Each entry must be reproduced precisely as it stands.

◆ ◆ ◆

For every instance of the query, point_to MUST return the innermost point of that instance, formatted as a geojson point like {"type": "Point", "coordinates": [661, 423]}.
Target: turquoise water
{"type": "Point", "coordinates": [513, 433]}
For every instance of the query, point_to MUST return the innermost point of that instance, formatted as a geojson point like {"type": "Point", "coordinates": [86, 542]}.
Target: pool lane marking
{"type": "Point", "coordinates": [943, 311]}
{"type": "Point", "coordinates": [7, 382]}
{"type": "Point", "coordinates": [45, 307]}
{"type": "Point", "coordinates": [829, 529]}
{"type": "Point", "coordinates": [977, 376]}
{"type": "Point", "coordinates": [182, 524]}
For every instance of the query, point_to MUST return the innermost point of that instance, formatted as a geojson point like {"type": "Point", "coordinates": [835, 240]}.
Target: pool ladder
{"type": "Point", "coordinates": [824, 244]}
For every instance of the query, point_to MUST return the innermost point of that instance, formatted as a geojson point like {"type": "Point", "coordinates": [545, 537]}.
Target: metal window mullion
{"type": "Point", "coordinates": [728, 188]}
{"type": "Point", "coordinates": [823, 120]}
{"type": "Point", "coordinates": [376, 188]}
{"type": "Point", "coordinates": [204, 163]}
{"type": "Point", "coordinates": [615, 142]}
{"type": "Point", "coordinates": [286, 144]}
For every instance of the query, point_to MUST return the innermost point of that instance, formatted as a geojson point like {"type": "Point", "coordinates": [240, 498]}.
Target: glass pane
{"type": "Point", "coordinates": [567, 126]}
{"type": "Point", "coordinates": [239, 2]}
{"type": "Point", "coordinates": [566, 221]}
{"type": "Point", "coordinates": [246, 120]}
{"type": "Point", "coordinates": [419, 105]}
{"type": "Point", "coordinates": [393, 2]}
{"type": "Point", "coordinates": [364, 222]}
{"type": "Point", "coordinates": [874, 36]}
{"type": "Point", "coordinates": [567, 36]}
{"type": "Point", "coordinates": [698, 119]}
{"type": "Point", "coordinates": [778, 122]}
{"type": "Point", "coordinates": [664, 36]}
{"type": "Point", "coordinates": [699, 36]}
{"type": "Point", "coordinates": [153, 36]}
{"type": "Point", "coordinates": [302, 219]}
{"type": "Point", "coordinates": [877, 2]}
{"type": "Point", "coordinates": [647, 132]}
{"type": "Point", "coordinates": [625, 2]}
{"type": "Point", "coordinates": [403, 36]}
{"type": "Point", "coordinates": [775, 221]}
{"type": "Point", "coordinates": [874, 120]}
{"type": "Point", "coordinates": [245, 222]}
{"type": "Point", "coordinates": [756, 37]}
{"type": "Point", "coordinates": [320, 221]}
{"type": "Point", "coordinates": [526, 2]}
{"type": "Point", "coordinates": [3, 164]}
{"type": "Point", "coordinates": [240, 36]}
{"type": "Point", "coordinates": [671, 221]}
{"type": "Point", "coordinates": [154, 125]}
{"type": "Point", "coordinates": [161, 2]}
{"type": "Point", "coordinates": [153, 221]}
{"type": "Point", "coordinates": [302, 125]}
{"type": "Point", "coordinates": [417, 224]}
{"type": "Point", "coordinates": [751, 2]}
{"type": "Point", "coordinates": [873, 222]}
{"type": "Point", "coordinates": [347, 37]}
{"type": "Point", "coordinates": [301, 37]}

◆ ◆ ◆

» **Task result**
For every instance of the query, point_to MUST return the innermost point of that instance, formatted as a geojson point like {"type": "Point", "coordinates": [661, 423]}.
Target: turquoise water
{"type": "Point", "coordinates": [513, 433]}
For every instance of the query, point_to MUST return the innermost point of that instance, formatted as a geojson point like {"type": "Point", "coordinates": [86, 542]}.
Target: pool lane marking
{"type": "Point", "coordinates": [943, 311]}
{"type": "Point", "coordinates": [7, 382]}
{"type": "Point", "coordinates": [45, 307]}
{"type": "Point", "coordinates": [829, 529]}
{"type": "Point", "coordinates": [977, 376]}
{"type": "Point", "coordinates": [182, 524]}
For every instance of the query, point_to MUST return the innermost point of that instance, formatted as a geojson point like {"type": "Point", "coordinates": [835, 240]}.
Target: pool ladder
{"type": "Point", "coordinates": [824, 244]}
For every instance of the query, point_to MUST return the innermost point of that instance, formatted as a geojson point like {"type": "Point", "coordinates": [545, 537]}.
Target: metal window mullion
{"type": "Point", "coordinates": [728, 188]}
{"type": "Point", "coordinates": [823, 120]}
{"type": "Point", "coordinates": [376, 188]}
{"type": "Point", "coordinates": [204, 163]}
{"type": "Point", "coordinates": [615, 142]}
{"type": "Point", "coordinates": [286, 144]}
For every instance of the query, point_to MUST return the innermost point of that instance, formatted as a geojson point like {"type": "Point", "coordinates": [240, 498]}.
Target: glass pane
{"type": "Point", "coordinates": [567, 126]}
{"type": "Point", "coordinates": [239, 2]}
{"type": "Point", "coordinates": [566, 221]}
{"type": "Point", "coordinates": [246, 120]}
{"type": "Point", "coordinates": [419, 105]}
{"type": "Point", "coordinates": [393, 2]}
{"type": "Point", "coordinates": [364, 222]}
{"type": "Point", "coordinates": [874, 36]}
{"type": "Point", "coordinates": [567, 36]}
{"type": "Point", "coordinates": [698, 119]}
{"type": "Point", "coordinates": [778, 122]}
{"type": "Point", "coordinates": [664, 36]}
{"type": "Point", "coordinates": [699, 36]}
{"type": "Point", "coordinates": [153, 36]}
{"type": "Point", "coordinates": [302, 219]}
{"type": "Point", "coordinates": [877, 2]}
{"type": "Point", "coordinates": [647, 132]}
{"type": "Point", "coordinates": [625, 2]}
{"type": "Point", "coordinates": [403, 36]}
{"type": "Point", "coordinates": [775, 221]}
{"type": "Point", "coordinates": [874, 120]}
{"type": "Point", "coordinates": [245, 222]}
{"type": "Point", "coordinates": [756, 37]}
{"type": "Point", "coordinates": [320, 221]}
{"type": "Point", "coordinates": [526, 2]}
{"type": "Point", "coordinates": [3, 164]}
{"type": "Point", "coordinates": [240, 36]}
{"type": "Point", "coordinates": [671, 221]}
{"type": "Point", "coordinates": [154, 125]}
{"type": "Point", "coordinates": [161, 2]}
{"type": "Point", "coordinates": [153, 221]}
{"type": "Point", "coordinates": [302, 125]}
{"type": "Point", "coordinates": [417, 224]}
{"type": "Point", "coordinates": [751, 2]}
{"type": "Point", "coordinates": [873, 222]}
{"type": "Point", "coordinates": [347, 37]}
{"type": "Point", "coordinates": [301, 37]}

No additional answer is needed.